● Short exercise: Reproduce verbatim the final portion of the material below, from the line containing "reads [[455, 577]]." through its last line, and nothing else.
--- START OF Data to process ---
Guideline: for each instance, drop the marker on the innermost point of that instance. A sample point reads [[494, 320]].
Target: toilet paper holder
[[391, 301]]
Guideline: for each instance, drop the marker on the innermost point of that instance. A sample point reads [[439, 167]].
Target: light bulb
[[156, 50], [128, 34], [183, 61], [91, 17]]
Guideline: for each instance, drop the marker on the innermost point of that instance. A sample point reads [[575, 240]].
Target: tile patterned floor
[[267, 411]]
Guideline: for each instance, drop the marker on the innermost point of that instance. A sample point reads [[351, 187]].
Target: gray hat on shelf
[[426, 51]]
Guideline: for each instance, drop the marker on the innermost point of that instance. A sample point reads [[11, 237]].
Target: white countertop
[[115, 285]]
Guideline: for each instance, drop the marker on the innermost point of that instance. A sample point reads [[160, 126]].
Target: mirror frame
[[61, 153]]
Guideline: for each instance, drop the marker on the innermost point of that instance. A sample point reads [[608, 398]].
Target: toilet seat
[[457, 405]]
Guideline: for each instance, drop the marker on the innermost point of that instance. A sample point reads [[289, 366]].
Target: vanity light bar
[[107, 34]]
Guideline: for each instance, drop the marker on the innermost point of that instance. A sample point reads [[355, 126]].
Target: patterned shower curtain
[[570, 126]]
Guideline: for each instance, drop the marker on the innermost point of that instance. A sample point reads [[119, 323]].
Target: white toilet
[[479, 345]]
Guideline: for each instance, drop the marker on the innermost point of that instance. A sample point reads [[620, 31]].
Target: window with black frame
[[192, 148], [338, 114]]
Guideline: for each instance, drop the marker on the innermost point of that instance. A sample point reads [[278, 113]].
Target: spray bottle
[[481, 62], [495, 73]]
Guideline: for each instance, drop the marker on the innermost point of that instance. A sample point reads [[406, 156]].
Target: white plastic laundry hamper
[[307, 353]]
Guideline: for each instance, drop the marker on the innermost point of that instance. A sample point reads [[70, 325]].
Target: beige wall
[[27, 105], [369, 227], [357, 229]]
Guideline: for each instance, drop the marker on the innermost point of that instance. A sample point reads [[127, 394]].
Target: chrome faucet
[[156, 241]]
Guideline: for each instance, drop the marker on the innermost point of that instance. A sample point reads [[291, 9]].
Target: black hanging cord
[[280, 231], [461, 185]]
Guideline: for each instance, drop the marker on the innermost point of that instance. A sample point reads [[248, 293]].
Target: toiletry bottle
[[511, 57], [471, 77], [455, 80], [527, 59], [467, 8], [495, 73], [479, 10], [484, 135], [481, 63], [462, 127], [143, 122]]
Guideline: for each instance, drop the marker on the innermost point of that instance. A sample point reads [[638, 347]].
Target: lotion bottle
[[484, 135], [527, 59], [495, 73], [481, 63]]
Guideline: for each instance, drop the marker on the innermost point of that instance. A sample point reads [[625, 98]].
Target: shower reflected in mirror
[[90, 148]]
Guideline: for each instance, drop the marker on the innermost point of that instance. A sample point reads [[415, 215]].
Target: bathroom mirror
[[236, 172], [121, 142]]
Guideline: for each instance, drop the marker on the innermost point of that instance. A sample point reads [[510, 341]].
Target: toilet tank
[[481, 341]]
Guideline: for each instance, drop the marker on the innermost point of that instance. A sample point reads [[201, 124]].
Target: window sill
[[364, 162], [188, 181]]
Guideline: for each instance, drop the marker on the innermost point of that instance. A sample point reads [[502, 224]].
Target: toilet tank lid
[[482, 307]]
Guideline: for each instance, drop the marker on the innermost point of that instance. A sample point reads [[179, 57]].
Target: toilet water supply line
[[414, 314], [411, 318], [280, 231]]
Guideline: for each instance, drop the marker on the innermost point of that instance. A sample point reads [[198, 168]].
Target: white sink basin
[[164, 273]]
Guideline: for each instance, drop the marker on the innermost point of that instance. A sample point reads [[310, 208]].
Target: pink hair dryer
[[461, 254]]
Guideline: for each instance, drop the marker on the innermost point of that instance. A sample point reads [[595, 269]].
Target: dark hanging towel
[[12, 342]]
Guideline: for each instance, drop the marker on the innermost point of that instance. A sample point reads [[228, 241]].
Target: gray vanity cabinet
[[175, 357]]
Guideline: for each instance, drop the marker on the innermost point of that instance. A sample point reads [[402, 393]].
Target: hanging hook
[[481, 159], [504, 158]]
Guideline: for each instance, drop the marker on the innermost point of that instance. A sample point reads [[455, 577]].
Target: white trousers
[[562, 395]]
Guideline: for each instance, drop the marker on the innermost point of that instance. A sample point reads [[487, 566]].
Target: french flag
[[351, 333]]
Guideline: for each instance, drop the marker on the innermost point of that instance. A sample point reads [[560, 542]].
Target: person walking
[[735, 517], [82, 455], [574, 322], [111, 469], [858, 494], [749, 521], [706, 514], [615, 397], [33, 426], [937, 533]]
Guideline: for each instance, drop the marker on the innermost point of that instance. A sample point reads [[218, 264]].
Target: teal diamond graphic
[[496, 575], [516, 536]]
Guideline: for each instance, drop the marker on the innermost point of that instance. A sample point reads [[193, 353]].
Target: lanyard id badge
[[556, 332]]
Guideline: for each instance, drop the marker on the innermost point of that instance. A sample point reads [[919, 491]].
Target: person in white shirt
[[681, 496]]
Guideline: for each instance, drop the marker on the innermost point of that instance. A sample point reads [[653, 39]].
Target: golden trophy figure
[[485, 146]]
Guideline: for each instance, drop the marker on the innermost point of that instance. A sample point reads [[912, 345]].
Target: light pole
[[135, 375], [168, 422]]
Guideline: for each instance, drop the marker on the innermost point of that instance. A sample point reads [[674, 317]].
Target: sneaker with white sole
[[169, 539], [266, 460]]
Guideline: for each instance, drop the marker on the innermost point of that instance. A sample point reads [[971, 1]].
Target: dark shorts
--- END OF Data to process ---
● The output:
Guideline: for each instance, drop the marker on the innermost point of that instance. A sample point reads [[455, 577]].
Target: white trousers
[[562, 395]]
Guideline: for each instance, drop the marker on the innermost point of that instance. A sample point reads [[487, 566]].
Target: french flag
[[351, 333]]
Guideline: for each instance, drop the marker on the innermost point of that instance. A sample point reads [[560, 542]].
Target: person walking
[[735, 517], [82, 455], [574, 322], [111, 469], [858, 494], [749, 521], [706, 514], [615, 397], [33, 426], [937, 533]]
Guideline: for each instance, drop the marker on the innermost point of that instance. A sample point reads [[218, 264]].
Target: teal diamond graphic
[[496, 575], [516, 536]]
Guideline: for each instance, drop the marker on the innermost point of that instance. A sample point reads [[193, 353]].
Target: lanyard id badge
[[556, 332]]
Guideline: for each instance, drop the marker on the innermost point of that instance. A sample point reads [[919, 491]].
Target: person in white shirt
[[681, 496]]
Guideline: for each instance, drop the marker on the innermost point of that instance. A sample point reads [[653, 39]].
Target: golden trophy figure
[[485, 146]]
Guideline: for each instance, drop the marker on the innermost point of that instance. A sample point reads [[912, 345]].
Target: light pole
[[135, 375], [168, 422]]
Guideline: for each instance, drop the marker on the innermost point of that instance. A sample point reads [[674, 317]].
Target: sneaker with white sole
[[169, 539], [266, 460]]
Guideline: for each instance, drop the marker on the innermost point of that instance. A sample point reads [[971, 1]].
Target: dark shorts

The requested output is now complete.